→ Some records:

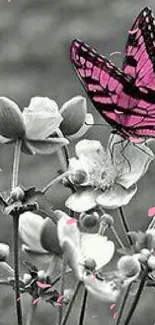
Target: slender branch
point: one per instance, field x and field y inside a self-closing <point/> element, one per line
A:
<point x="122" y="306"/>
<point x="66" y="315"/>
<point x="54" y="181"/>
<point x="15" y="231"/>
<point x="62" y="282"/>
<point x="138" y="295"/>
<point x="125" y="225"/>
<point x="30" y="317"/>
<point x="83" y="307"/>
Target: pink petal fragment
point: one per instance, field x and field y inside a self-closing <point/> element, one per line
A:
<point x="70" y="221"/>
<point x="115" y="315"/>
<point x="36" y="300"/>
<point x="135" y="140"/>
<point x="133" y="31"/>
<point x="43" y="285"/>
<point x="112" y="306"/>
<point x="116" y="52"/>
<point x="151" y="212"/>
<point x="60" y="298"/>
<point x="58" y="304"/>
<point x="93" y="278"/>
<point x="18" y="298"/>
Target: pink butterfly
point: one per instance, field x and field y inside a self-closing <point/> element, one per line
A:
<point x="124" y="98"/>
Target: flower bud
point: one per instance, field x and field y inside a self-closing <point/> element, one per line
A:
<point x="79" y="177"/>
<point x="27" y="278"/>
<point x="11" y="119"/>
<point x="4" y="251"/>
<point x="151" y="262"/>
<point x="68" y="294"/>
<point x="17" y="194"/>
<point x="90" y="264"/>
<point x="109" y="220"/>
<point x="128" y="266"/>
<point x="74" y="113"/>
<point x="42" y="275"/>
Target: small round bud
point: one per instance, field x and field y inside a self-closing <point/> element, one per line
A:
<point x="4" y="252"/>
<point x="128" y="266"/>
<point x="68" y="294"/>
<point x="27" y="278"/>
<point x="17" y="194"/>
<point x="151" y="262"/>
<point x="42" y="275"/>
<point x="109" y="220"/>
<point x="79" y="177"/>
<point x="145" y="252"/>
<point x="90" y="264"/>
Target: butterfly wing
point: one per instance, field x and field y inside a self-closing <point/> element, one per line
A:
<point x="139" y="60"/>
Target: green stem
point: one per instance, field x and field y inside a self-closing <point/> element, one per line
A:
<point x="54" y="181"/>
<point x="15" y="232"/>
<point x="137" y="297"/>
<point x="125" y="225"/>
<point x="62" y="283"/>
<point x="66" y="315"/>
<point x="83" y="307"/>
<point x="31" y="314"/>
<point x="120" y="313"/>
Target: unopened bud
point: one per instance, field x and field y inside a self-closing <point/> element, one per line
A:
<point x="4" y="252"/>
<point x="17" y="194"/>
<point x="11" y="119"/>
<point x="128" y="266"/>
<point x="151" y="262"/>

→ Stated exercise:
All of the records above must be copied exactly, except for the pictures.

→ Answer in full:
Target: slender branch
point: one per instance, field x and field y inside a self-closing <point/> element, one per line
A:
<point x="122" y="306"/>
<point x="66" y="315"/>
<point x="54" y="181"/>
<point x="15" y="231"/>
<point x="62" y="282"/>
<point x="138" y="295"/>
<point x="125" y="225"/>
<point x="30" y="317"/>
<point x="83" y="307"/>
Target: pink petal fragment
point: one per instance, field x and field y inside a self-closing <point/> element, one per line
A:
<point x="70" y="221"/>
<point x="115" y="315"/>
<point x="36" y="300"/>
<point x="135" y="140"/>
<point x="133" y="31"/>
<point x="43" y="285"/>
<point x="112" y="306"/>
<point x="116" y="52"/>
<point x="151" y="212"/>
<point x="60" y="298"/>
<point x="58" y="304"/>
<point x="93" y="278"/>
<point x="18" y="298"/>
Target: pink butterfly
point: one per instance, field x and field y inside a self-closing <point/> element, one per line
A:
<point x="124" y="98"/>
Target: flower bud
point: one per instance, field x and field y inside a self-closing <point/> element, one per line
A:
<point x="79" y="177"/>
<point x="27" y="278"/>
<point x="11" y="119"/>
<point x="4" y="251"/>
<point x="151" y="262"/>
<point x="68" y="294"/>
<point x="17" y="194"/>
<point x="90" y="264"/>
<point x="109" y="220"/>
<point x="128" y="266"/>
<point x="74" y="113"/>
<point x="42" y="275"/>
Target: small round bud
point: one per instance, field x and field y inside a self-closing <point/> element, one per line
A:
<point x="4" y="252"/>
<point x="128" y="266"/>
<point x="68" y="294"/>
<point x="27" y="278"/>
<point x="17" y="194"/>
<point x="151" y="262"/>
<point x="42" y="275"/>
<point x="109" y="220"/>
<point x="79" y="177"/>
<point x="145" y="252"/>
<point x="90" y="264"/>
Target: butterfly wing
point: one per instance, field x and field y inside a self-closing <point/> element, one per line
A:
<point x="139" y="60"/>
Target: green stem
point: one per instance, field x and field y inside a self-closing <point/> element, one per line
A:
<point x="54" y="181"/>
<point x="15" y="232"/>
<point x="137" y="297"/>
<point x="125" y="225"/>
<point x="62" y="283"/>
<point x="66" y="315"/>
<point x="83" y="307"/>
<point x="31" y="314"/>
<point x="120" y="313"/>
Target: unopened bud
point: one per instance, field x and field y inside a self-closing <point/> element, one per line
A:
<point x="4" y="252"/>
<point x="17" y="194"/>
<point x="11" y="119"/>
<point x="128" y="266"/>
<point x="151" y="262"/>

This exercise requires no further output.